(Region labeling entries)
·····

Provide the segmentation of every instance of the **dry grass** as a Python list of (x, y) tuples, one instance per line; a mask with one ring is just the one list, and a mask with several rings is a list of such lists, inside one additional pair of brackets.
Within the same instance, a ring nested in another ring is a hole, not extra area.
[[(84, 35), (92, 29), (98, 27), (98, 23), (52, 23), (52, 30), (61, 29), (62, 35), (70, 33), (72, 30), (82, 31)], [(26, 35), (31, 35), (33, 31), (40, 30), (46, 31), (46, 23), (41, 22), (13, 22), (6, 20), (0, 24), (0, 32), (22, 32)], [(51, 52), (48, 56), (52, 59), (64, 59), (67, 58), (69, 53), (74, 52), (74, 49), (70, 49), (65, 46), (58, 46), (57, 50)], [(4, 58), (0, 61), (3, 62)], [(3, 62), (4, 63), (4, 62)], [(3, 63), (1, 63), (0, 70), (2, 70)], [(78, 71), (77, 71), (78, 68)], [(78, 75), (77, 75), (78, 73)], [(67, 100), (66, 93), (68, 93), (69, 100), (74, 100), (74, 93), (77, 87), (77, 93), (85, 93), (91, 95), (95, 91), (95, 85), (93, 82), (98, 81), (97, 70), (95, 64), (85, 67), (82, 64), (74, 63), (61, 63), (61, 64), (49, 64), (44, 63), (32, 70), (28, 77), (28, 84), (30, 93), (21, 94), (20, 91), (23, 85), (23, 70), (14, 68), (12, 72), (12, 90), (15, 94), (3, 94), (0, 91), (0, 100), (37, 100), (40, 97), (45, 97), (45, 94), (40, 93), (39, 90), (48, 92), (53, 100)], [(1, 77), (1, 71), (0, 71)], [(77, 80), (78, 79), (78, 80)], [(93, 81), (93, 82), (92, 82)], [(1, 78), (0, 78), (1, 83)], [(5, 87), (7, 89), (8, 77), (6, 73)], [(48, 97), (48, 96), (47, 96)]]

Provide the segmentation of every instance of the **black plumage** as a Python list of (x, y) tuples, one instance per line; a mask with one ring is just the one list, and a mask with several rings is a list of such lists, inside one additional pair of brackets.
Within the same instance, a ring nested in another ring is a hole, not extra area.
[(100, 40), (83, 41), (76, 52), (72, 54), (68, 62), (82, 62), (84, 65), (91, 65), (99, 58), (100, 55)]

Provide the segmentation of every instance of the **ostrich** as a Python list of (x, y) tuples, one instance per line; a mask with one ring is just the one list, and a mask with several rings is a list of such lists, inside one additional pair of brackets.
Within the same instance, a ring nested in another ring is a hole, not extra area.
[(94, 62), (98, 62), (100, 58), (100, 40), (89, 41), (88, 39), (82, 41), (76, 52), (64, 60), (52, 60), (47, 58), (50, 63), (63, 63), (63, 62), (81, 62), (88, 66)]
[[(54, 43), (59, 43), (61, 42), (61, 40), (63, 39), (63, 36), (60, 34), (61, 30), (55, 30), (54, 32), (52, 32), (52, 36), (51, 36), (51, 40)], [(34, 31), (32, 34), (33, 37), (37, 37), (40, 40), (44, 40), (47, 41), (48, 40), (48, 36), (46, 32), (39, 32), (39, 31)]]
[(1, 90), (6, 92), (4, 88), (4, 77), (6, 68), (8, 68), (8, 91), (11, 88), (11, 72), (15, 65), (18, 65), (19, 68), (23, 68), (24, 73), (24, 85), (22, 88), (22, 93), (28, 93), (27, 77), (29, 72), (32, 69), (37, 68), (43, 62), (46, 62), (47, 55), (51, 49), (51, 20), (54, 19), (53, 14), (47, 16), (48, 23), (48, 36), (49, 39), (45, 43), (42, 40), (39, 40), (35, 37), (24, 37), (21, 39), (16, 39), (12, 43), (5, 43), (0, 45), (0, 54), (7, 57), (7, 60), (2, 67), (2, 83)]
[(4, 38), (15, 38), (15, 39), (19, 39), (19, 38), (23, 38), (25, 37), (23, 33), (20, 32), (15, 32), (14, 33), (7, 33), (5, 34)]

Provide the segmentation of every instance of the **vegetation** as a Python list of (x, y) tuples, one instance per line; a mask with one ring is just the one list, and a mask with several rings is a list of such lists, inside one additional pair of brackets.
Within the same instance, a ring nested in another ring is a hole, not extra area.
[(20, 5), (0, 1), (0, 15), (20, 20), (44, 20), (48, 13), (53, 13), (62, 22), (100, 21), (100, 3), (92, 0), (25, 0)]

·····

WHAT YOU WILL DO -
Edit the listing lines from the one holding "Provide the segmentation of every instance of the **ostrich**" through the one holding "62), (88, 66)]", both included, replacing "Python list" with "plain list" and keeping all else unchanged. Return only those lines.

TASK SOLUTION -
Provide the segmentation of every instance of the **ostrich** as a plain list of (x, y) tuples, one instance per line; a mask with one ring is just the one list, and a mask with several rings is a list of such lists, inside one additional pair of brackets.
Within the same instance, a ring nested in another ring is a hole, not extra area.
[(94, 62), (98, 62), (100, 58), (100, 40), (89, 41), (88, 39), (82, 41), (76, 52), (64, 60), (52, 60), (47, 58), (50, 63), (63, 63), (63, 62), (81, 62), (88, 66)]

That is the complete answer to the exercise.